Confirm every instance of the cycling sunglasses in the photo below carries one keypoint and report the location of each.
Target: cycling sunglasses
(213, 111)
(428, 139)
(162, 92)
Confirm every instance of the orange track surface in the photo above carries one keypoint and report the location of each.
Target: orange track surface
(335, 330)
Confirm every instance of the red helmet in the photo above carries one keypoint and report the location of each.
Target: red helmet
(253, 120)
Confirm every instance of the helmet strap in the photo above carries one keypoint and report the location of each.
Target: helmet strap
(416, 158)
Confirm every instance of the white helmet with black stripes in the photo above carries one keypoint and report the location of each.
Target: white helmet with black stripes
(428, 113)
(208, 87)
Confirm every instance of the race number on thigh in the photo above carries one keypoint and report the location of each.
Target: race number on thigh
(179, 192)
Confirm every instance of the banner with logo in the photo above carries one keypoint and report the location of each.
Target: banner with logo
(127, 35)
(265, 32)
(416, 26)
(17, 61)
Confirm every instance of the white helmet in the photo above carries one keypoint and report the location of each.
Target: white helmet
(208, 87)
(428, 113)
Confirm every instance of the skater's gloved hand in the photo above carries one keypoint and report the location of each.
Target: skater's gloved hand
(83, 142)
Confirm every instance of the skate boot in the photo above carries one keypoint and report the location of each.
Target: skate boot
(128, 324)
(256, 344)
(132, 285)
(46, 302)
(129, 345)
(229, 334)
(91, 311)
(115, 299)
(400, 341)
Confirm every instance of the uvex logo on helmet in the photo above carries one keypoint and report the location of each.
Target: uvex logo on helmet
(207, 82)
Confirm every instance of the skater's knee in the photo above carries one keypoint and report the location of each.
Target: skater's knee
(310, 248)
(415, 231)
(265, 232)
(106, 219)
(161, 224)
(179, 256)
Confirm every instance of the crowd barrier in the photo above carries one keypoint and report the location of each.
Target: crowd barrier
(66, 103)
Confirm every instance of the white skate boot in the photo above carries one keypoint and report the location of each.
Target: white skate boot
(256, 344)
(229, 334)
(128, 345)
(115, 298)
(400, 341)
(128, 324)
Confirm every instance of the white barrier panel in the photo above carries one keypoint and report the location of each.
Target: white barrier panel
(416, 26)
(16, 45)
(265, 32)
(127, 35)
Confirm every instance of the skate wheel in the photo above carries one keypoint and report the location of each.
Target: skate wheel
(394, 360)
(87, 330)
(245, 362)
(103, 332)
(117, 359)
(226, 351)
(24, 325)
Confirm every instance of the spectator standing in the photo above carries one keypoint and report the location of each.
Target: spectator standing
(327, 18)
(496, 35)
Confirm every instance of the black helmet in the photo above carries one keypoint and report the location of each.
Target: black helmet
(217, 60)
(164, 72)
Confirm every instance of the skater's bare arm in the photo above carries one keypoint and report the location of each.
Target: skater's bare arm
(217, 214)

------

The request:
Rewrite all the items above with "racer's" in place of every "skater's", leaving everything else unchanged.

Answer to this problem:
Confirm every instance of the cycling sunglasses in the photo below carries one keypoint and report the location of each.
Target: cycling sunglasses
(213, 111)
(428, 139)
(162, 92)
Confirm every instance of the orange track surface in the photo above carries one keypoint and report the location of each.
Target: orange track surface
(335, 330)
Confirm every instance of the red helmet in the photo above carries one keypoint and report the location of each.
Target: red helmet
(253, 120)
Confirm every instance of the helmet strap in the photo above carries one keypoint and report the location of each.
Target: helmet strap
(416, 158)
Confirm every instance of the white helmet with black stripes in the photo above carries one keypoint and report the location of each.
Target: white helmet with black stripes
(428, 113)
(208, 87)
Confirm every instance of the race number on thigh in the photo above carries one keypoint and report the location of each.
Target: race number on thigh
(179, 192)
Confirm every instance of the banner with logo in the photo above carries one keypoint and report the location of each.
Target: banner with logo
(127, 35)
(265, 32)
(416, 26)
(17, 61)
Confirm every instance of the white helmet in the photo above carries one keypoint and report the location of each.
Target: white helmet
(208, 87)
(428, 113)
Confirm every instance of the racer's gloved hand in the photo above carries one keypoint and report the location of each.
Target: racer's gloved hand
(83, 142)
Confirm every instance of the skate boot in the photo above carries one keypoint and report the location of each.
Target: skate boot
(128, 324)
(256, 344)
(132, 285)
(46, 302)
(129, 345)
(229, 334)
(91, 311)
(115, 299)
(400, 341)
Confirm every instance of the uvex logo on helmet in the photo above carries one keypoint and report the location of each.
Target: uvex logo on helmet
(207, 82)
Confirm every instance of the racer's knee in the photo above carries one keypoint and report the location of each.
Target: racer's knee
(310, 248)
(415, 231)
(265, 232)
(106, 219)
(161, 224)
(179, 256)
Confirm every instance of the crowd barrier in the photo above carries one keypoint and report the location of each.
Target: crowd barrier
(66, 103)
Confirm every instance of the white skate boot in the photo above carries one keypoint and report the location of each.
Target: white skate boot
(256, 344)
(229, 334)
(128, 345)
(115, 298)
(400, 341)
(128, 324)
Confirm every instance of the white barrier panel in the photo above carries one keypoint and report the location of each.
Target: white barrier panel
(416, 26)
(16, 45)
(265, 32)
(127, 35)
Confirm every instance of the skate wheel in the photo above carries one keypoint and report the location of each.
Target: skate wheel
(394, 360)
(87, 330)
(245, 362)
(103, 332)
(117, 359)
(226, 351)
(24, 325)
Confirm every instance of the spectator standing in the photo above carries one keypoint and report the location of each.
Target: spectator standing
(327, 18)
(496, 35)
Confirm every instance of the black helmet in the photo above carries one keypoint and report the location of each.
Target: black helmet
(217, 60)
(164, 72)
Confirm every instance of the racer's bare arm in the photo above carries one keypoint and report the location of each.
Target: racer's bare arm
(217, 214)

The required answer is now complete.